▶ _Exercise_
Reproduce the passage from the blog post on mystery and suspense openings, everything from "NOT naming her" down to "thing about her.".

▶ _Document extract_
Complex stuff!! :)Alicia
Sunday, January 20, 2008
Here's my scenario:
Let's start with an easily adaptable plot. Sarah, a young woman, goes to the funeral home to deal with the necessities of burying her Uncle Wally. She realizes somehow he was actually murdered, though everyone has assumed the cause of death was natural or an accident.
So here are some commenters' takes on that. I'm just going to use the first line or two of each to show how even from Line 1 you can get the reader's anticipation up.
This is Keri's:
Sarah Smith gasped and turned around after walking in Uncle Wally’s house and finding him face-down on the floor with a knife in his back.
I "diagnosed" this as romantic suspense, but it could just be suspense (no romance) or it could be a fairly standard mystery. Why suspense? Because Sarah is the one who discovers the body, and it happens very early. A mystery might have the "sleuth" discover the body, but that tends to happens -after- a set up of the setting and situation-- several pages, maybe even several chapters (the English mystery often puts the murder in Chapter 3 or so) in.
Also notice that Sarah is closely related (niece) to the victim, which again is more of a feature of the suspense novel. Suspense, as its title implies, is meant to be a more emotional experience, while mysteries are more intellectual... so the more emotional experience of the close relative being killed is "suspense-y".
I would also point out that naming a character early conveys personal importance on her. That is, naming Sarah Smith in the first line suggests that she's going to be the sleuth.
NOT naming her until later would indicate to the reader than she is not going to be the main character-- maybe she'll be the victim, or maybe the murderer, or maybe a secondary character... but if she's not named on first reference, that's usually a sign of secondariness.
If the character is named by her -role- (The waitress fiddled with the spoons), that sends a signal that the role is the only important thing about her.
Now obviously, you can play with expectation here... but you should probably know what the expectation is. When you are a reader, for example, you might find a bunch of names in the first couple paragraphs confusing because you're subconsciously searching for the protagonist-- the one you're supposed to identify with. So when you re-don your writing hat, don't forget the experience of the reader. Don't feel like you have to name the doctor and the cop and the neighbor, especially if they're never going to appear again.
So Keri using Sarah's name and Uncle Wally's (AS Uncle Wally, not as Wally Magnuson-- that is, identifying him from her perspective) tells us that these two will be important... but that Sarah (both names, plus of course we're in her point of view) is the main character.
One little editing note-- if I were editing this, I'd point out that you have reaction (her gasp) before the cause (seeing Wally dead) in the sentence. How can you rewrite that so that you get a more logical sequence but still have the "surprise" of the murder at the end of the sentence?

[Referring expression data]
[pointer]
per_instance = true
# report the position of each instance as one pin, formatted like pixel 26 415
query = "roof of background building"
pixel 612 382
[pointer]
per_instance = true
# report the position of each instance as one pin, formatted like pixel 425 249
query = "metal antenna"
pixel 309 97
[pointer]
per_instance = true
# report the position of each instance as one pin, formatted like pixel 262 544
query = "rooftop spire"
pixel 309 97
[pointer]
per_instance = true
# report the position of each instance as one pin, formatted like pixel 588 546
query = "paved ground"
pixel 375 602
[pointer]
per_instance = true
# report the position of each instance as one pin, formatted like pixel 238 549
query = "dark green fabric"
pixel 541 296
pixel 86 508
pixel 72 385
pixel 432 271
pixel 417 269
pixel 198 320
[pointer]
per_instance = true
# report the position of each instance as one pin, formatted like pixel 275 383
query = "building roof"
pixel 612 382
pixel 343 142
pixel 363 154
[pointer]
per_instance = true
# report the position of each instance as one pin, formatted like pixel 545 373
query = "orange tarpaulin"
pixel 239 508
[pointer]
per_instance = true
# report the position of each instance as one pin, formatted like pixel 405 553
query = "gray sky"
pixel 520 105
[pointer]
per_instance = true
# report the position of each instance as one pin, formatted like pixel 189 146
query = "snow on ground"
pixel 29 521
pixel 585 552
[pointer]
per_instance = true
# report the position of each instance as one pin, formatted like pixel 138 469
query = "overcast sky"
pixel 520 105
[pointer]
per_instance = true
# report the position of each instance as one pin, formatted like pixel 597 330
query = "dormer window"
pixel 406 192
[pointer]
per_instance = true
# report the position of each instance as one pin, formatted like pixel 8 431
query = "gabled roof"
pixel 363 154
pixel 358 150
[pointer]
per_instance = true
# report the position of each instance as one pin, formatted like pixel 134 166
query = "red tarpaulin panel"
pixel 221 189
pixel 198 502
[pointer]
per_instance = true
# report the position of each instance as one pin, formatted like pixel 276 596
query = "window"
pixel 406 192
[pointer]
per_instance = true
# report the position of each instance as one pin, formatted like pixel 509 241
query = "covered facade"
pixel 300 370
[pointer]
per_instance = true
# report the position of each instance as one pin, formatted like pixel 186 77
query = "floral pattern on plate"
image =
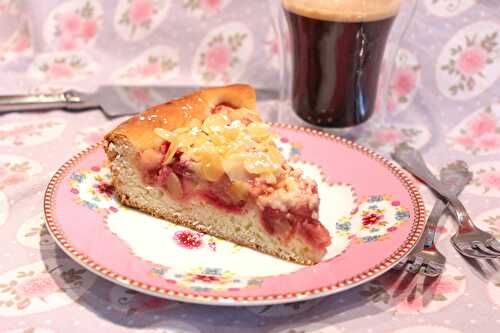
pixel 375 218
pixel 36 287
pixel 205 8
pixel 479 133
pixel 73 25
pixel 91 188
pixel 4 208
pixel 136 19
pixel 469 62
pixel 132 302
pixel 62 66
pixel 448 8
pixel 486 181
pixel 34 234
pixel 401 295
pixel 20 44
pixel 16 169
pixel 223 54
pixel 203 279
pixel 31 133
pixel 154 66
* * *
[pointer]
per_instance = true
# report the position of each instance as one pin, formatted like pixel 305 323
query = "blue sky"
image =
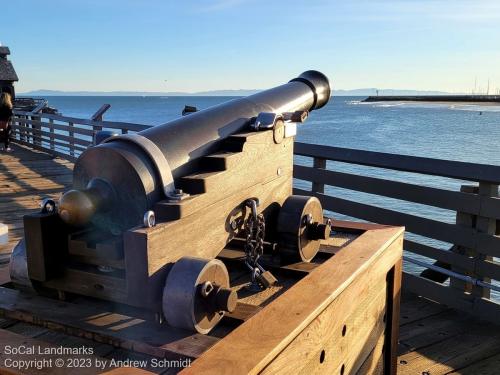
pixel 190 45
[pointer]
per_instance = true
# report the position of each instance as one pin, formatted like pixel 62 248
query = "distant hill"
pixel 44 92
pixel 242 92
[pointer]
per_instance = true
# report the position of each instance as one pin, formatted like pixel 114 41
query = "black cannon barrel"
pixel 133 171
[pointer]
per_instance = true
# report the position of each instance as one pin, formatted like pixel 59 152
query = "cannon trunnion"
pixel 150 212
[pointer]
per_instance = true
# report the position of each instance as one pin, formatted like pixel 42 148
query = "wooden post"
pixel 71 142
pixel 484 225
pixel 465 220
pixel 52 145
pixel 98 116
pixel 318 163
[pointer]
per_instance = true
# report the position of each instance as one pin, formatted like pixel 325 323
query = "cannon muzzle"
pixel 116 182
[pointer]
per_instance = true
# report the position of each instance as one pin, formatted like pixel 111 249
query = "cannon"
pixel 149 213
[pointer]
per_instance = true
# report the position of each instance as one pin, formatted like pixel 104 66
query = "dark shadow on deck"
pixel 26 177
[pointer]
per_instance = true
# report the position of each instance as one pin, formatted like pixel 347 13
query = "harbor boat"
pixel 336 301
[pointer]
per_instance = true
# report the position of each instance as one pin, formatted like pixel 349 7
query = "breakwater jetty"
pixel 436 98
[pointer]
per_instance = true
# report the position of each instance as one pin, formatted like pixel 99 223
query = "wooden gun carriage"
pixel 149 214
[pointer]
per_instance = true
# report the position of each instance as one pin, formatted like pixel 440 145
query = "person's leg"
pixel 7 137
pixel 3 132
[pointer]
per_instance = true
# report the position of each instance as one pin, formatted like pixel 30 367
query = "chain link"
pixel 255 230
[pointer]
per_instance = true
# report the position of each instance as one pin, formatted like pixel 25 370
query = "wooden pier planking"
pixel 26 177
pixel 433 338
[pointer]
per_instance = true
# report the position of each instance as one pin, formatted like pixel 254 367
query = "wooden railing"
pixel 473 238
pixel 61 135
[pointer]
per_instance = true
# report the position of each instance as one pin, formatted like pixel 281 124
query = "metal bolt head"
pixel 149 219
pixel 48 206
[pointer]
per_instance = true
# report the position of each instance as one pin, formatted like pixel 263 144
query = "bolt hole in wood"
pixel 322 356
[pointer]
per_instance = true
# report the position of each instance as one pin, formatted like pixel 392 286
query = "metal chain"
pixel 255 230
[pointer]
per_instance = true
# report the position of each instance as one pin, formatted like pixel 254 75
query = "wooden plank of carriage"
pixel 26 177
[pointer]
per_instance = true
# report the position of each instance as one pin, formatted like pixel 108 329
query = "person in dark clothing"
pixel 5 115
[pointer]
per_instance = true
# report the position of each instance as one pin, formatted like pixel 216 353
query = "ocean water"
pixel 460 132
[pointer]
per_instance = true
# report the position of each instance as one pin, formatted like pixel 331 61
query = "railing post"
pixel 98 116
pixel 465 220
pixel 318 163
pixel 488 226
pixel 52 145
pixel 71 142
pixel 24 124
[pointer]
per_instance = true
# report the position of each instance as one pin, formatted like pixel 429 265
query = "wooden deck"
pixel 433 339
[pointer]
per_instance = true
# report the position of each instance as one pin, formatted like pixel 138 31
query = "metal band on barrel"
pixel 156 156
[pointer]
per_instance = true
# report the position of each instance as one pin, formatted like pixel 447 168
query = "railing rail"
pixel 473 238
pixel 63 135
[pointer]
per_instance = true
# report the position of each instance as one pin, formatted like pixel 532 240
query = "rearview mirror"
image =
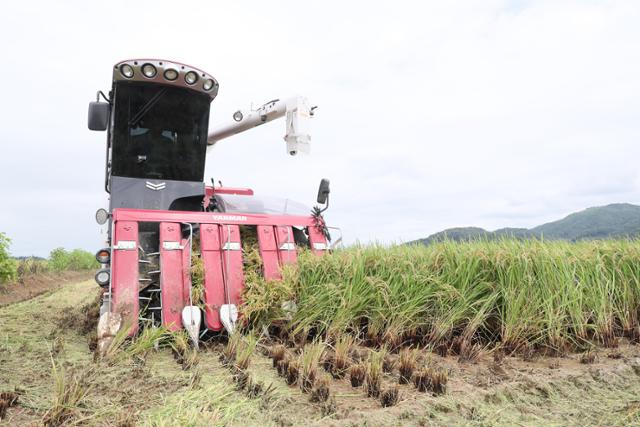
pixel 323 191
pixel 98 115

▶ _Answer section_
NOT naming her until later would indicate to the reader than she is not going to be the main character-- maybe she'll be the victim, or maybe the murderer, or maybe a secondary character... but if she's not named on first reference, that's usually a sign of secondariness.
If the character is named by her -role- (The waitress fiddled with the spoons), that sends a signal that the role is the only important thing about her.